What you will do:
1 - The article on judging literary agents' websites says what three details a sales listing should include. What are they?
2 - Extend the article on judging literary agents' websites, picking up after its last sentence.

-- begin Article --

Whatever the format, it should include the title, the author, and the publisher, so you can check that a) the books really exist (because bad agents sometimes make up sales), b) the sales actually are recent (some marginal agents who’ve turned to the dark side have sales from years and years back–but having a track record from 1991 says nothing about the agent’s ability to sell your book next week), and c) the publishers are real publishers (because sometimes they’re not. See my earlier post, Faking a Track Record. Remember, bad agents lie).
Some agents also provide a list of clients. This is even better than an enumeration of recent sales, since it lets you do a more thorough evaluation of the agency’s interests and expertise. Not all agencies are willing to post a full client list, however, so if you don’t see one, it isn’t cause for alarm.
The name(s) of the agent(s) and information about their background. Not only does this assure you that the agents are qualified to be agents (or not, if this is an amateur agent who’s honest enough to provide a CV), it will help you decide which agent is best for you to approach, if it’s a multi-agent agency.
Knowing the agent’s professional background is especially important if the agent is new and hasn’t yet built up a track record. You want to be sure that a new agent has actually worked in publishing or trained at another reputable agency. Here’s why.
Finding any one of these on an agent’s website should make you wary. More than one should start alarm bells ringing. Most or all should motivate you to walk very fast in the opposite direction.
No sales. A brand-new agency will take a few months to start selling. Longer than a year, however, suggests that the agent lacks either expertise or contacts. If an agency has been around for a year or more and no sales are listed, be very cautious. This is the principal thing that distinguishes the website of a questionable agent from that of a reputable agent: no mention of sales.
Unverifiable sales claims. Reputable agents provide specifics: author, title, publisher. Less reputable agents make claims that can’t be checked: “We’ve sold to major publishers such as Avon, Penguin, and Random House” or “Last year we sold 15 books.” Unverifiable sales claims are meaningless.
A claim that sales information is “confidential”. It’s not. Agents report sales to the media as soon as the ink on the publishing contract is dry. The only reason not to list sales is if there are none, or if the list reflects badly on the agent.
A client list unaccompanied by information about published books. Not all reputable agents list their clients, but all reputable agents list their sales. A client list means very little if no sales info is provided. Of course, you can look the clients up on Amazon–and you should. Odds are, you’ll find they’re unpublished.

-- end Article --
-- begin Records provided --

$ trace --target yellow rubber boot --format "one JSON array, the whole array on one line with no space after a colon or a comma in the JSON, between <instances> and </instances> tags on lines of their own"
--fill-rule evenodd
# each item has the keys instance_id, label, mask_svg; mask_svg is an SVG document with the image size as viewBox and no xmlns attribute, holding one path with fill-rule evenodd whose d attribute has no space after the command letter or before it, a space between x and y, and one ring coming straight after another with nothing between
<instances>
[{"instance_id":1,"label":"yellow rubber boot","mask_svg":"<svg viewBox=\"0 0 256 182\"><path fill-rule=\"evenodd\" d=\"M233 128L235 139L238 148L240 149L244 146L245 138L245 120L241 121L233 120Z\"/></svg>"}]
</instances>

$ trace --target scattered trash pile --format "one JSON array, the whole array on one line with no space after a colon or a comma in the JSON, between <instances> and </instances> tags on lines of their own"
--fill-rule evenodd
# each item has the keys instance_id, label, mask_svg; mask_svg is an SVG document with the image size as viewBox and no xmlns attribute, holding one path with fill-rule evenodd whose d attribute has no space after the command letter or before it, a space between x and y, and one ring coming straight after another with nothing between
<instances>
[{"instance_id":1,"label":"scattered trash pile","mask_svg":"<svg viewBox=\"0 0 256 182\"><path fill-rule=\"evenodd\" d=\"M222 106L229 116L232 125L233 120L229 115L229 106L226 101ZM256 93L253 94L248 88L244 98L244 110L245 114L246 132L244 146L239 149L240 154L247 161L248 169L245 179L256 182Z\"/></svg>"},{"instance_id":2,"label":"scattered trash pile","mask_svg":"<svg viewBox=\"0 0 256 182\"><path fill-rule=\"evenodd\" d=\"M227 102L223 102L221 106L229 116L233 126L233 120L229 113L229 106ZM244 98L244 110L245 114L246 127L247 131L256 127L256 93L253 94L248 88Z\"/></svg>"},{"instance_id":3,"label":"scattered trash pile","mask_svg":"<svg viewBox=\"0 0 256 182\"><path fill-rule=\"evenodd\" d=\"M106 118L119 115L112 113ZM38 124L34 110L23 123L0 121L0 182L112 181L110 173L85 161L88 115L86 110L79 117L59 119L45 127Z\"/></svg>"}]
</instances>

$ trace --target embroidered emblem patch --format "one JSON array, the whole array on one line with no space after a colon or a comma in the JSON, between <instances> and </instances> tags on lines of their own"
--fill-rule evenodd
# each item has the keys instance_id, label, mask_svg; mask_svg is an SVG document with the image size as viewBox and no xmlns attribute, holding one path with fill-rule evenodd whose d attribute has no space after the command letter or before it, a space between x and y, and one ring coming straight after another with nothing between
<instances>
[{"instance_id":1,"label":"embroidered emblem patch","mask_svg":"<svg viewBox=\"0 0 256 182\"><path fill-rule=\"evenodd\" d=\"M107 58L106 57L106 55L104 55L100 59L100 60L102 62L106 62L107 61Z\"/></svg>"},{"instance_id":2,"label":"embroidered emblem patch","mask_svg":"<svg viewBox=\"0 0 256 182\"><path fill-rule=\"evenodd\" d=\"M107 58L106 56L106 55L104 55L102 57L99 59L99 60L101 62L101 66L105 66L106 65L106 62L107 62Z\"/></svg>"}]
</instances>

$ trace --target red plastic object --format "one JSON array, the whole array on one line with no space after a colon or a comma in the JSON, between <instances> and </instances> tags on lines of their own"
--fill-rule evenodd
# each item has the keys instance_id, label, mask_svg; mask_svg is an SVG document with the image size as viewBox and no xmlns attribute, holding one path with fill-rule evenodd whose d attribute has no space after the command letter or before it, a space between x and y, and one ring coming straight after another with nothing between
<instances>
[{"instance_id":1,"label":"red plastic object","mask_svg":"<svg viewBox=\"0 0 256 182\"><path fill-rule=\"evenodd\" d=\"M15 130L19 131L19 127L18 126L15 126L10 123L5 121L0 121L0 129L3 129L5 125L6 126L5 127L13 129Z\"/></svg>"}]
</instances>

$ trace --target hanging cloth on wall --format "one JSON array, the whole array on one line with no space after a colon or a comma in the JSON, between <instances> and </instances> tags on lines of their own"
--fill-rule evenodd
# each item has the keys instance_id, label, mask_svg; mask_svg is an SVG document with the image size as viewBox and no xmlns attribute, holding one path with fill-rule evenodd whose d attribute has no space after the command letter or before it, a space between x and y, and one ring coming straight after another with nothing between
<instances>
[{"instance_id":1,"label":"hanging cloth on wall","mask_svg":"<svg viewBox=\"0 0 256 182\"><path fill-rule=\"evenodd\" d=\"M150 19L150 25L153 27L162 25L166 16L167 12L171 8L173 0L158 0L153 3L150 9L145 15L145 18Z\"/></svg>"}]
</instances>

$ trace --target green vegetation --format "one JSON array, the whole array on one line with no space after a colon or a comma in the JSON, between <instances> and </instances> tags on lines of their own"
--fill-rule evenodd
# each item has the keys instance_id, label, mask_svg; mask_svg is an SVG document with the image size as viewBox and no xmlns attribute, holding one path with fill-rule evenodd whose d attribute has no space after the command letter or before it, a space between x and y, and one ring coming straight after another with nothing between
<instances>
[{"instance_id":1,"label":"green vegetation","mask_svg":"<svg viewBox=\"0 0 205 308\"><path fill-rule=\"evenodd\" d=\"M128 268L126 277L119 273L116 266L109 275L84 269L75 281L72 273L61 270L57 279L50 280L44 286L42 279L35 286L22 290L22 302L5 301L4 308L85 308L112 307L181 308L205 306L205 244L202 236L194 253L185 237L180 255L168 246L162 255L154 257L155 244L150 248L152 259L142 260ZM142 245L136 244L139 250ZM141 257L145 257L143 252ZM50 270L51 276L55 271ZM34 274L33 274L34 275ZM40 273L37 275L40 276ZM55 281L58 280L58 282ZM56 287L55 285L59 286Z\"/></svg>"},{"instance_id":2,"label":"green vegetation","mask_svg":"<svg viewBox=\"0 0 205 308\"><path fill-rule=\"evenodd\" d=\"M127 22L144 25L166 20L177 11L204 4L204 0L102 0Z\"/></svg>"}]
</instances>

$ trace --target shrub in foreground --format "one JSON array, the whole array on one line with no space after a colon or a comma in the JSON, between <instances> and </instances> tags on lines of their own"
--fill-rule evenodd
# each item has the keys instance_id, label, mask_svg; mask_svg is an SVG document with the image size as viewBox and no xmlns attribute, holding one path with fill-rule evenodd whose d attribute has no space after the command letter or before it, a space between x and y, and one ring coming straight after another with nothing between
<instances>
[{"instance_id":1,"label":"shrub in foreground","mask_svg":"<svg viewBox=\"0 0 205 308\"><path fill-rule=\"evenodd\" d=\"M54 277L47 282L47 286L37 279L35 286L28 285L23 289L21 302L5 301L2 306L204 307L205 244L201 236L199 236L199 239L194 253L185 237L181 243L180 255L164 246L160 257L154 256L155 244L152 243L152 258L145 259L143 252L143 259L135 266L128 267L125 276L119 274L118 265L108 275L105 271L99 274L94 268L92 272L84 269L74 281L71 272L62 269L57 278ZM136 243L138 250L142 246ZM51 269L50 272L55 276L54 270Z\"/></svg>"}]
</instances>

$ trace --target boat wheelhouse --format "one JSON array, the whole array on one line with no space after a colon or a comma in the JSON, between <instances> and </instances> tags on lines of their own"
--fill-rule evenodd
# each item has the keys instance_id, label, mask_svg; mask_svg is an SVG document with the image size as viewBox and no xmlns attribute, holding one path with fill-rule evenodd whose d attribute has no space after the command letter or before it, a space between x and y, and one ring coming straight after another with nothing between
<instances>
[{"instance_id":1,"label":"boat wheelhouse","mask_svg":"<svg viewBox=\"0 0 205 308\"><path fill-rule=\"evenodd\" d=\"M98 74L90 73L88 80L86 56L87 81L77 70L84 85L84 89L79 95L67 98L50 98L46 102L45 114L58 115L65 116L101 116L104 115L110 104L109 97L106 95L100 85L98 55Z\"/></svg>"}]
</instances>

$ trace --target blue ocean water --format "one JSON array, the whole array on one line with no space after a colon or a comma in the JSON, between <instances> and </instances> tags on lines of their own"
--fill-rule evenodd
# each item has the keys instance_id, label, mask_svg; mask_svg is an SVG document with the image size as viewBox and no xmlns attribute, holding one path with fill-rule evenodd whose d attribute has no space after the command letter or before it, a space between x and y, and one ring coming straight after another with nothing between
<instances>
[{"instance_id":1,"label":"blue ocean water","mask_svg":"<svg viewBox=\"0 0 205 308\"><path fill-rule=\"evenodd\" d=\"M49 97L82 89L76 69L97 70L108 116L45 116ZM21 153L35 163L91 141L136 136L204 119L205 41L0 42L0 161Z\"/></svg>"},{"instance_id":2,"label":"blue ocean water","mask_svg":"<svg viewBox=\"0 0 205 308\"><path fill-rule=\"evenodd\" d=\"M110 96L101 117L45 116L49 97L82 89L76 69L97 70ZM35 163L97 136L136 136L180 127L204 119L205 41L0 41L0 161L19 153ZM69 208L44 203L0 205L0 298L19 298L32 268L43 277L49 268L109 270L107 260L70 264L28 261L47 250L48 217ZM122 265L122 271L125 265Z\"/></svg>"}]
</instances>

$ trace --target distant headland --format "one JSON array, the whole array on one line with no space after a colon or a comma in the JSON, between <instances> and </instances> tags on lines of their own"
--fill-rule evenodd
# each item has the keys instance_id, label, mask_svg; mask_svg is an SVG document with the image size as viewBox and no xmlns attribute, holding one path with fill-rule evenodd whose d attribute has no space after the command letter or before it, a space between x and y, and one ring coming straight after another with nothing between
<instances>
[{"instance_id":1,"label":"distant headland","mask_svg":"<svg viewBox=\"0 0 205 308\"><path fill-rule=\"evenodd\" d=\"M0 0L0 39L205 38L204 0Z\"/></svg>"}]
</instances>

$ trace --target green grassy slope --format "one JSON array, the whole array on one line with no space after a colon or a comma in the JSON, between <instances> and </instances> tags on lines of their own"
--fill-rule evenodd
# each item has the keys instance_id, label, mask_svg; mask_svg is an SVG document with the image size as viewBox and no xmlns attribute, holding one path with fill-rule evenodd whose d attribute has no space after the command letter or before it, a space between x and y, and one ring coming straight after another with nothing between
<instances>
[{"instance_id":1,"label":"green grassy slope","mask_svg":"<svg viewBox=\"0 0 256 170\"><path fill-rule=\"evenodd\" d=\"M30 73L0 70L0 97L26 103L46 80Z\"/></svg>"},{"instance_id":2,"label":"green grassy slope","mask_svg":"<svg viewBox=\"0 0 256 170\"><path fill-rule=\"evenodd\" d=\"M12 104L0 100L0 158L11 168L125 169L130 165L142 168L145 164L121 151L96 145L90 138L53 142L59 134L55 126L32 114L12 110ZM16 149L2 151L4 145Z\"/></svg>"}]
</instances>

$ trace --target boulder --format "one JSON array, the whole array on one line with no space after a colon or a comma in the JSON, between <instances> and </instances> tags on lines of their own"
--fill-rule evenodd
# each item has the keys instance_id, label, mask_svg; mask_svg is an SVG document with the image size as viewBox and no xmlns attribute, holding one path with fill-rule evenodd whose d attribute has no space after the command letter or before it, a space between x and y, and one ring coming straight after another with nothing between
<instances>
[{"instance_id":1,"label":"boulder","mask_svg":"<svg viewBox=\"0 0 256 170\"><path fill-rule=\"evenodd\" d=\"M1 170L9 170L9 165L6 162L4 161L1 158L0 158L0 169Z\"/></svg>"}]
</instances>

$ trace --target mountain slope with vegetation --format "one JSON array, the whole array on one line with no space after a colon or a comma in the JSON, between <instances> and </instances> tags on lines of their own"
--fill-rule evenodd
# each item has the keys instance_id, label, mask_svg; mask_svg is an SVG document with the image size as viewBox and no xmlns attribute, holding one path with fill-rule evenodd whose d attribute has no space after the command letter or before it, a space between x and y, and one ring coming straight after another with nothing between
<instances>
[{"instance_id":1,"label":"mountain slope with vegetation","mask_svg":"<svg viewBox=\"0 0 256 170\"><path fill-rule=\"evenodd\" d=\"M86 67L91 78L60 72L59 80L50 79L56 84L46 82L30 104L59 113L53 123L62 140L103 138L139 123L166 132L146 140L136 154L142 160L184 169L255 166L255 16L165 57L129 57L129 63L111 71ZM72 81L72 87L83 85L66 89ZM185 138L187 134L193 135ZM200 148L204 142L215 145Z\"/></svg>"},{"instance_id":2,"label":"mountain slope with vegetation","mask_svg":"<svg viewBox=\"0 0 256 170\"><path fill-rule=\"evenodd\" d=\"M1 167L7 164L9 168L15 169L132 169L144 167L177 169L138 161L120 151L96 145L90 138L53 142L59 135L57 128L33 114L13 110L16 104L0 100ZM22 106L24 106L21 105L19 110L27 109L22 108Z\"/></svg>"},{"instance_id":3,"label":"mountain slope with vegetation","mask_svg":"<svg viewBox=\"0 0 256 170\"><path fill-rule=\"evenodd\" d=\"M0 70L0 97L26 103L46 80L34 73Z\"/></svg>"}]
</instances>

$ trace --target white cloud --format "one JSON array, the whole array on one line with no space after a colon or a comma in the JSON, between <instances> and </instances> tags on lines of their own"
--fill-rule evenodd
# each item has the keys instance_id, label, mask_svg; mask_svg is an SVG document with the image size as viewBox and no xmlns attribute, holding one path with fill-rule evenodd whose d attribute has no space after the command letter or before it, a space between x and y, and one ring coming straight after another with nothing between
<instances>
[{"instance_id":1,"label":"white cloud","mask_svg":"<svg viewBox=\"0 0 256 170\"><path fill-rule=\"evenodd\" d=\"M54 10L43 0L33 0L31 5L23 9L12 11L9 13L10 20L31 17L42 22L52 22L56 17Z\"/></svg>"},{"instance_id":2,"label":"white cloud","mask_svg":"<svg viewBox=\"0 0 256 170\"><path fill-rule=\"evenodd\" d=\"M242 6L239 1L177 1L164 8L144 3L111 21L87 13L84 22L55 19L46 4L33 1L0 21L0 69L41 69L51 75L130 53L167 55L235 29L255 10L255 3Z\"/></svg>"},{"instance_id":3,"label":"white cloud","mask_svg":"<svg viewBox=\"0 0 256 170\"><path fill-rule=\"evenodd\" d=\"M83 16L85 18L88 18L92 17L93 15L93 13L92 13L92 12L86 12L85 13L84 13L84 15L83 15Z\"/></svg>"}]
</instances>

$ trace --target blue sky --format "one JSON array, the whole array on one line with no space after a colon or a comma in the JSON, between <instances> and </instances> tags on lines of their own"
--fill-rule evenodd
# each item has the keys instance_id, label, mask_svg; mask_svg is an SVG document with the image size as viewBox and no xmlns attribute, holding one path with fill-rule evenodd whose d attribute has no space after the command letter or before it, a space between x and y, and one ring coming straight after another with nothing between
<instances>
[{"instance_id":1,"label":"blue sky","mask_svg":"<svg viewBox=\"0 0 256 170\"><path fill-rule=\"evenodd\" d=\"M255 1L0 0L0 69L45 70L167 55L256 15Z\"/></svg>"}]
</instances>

-- end Records provided --

Outputs in order:
1 - The title, the author, and the publisher.

2 -
No information on who’s running the agency. Reputable agents say who they are. If you can’t find the name of an actual person on the website, move on. If the agent or agents are listed but there’s no biographical information, do some more digging. Don’t take anything at face value.
Spelling mistakes, typos, grammatical errors. This should be obvious, right? A literary agent should be literate.
Ignorant and/or silly statements. For instance, urging you to register copyright (a good agent should know that’s not necessary). Or telling you that your manuscript must be “professionally edited” (watch out–the agent may want to recommend an editor). Or saying that new authors rarely get published (this is a common writer’s myth–a good agent knows it’s not true). Or a statement that the agency works only with “traditional” publishers (apart from the fact that “traditional publisher” has no accepted industry meaning, this should go without saying). Or a claim to specialize in new writers (new writers usually make up a fairly small percentage of an established agent’s list). Or lots of verbiage about how the publishing industry is shutting out original voices, or overlooking good stories, or ignoring the potential of unpublished authors (this is often a sign that the agency is run by frustrated writers–not a good thing).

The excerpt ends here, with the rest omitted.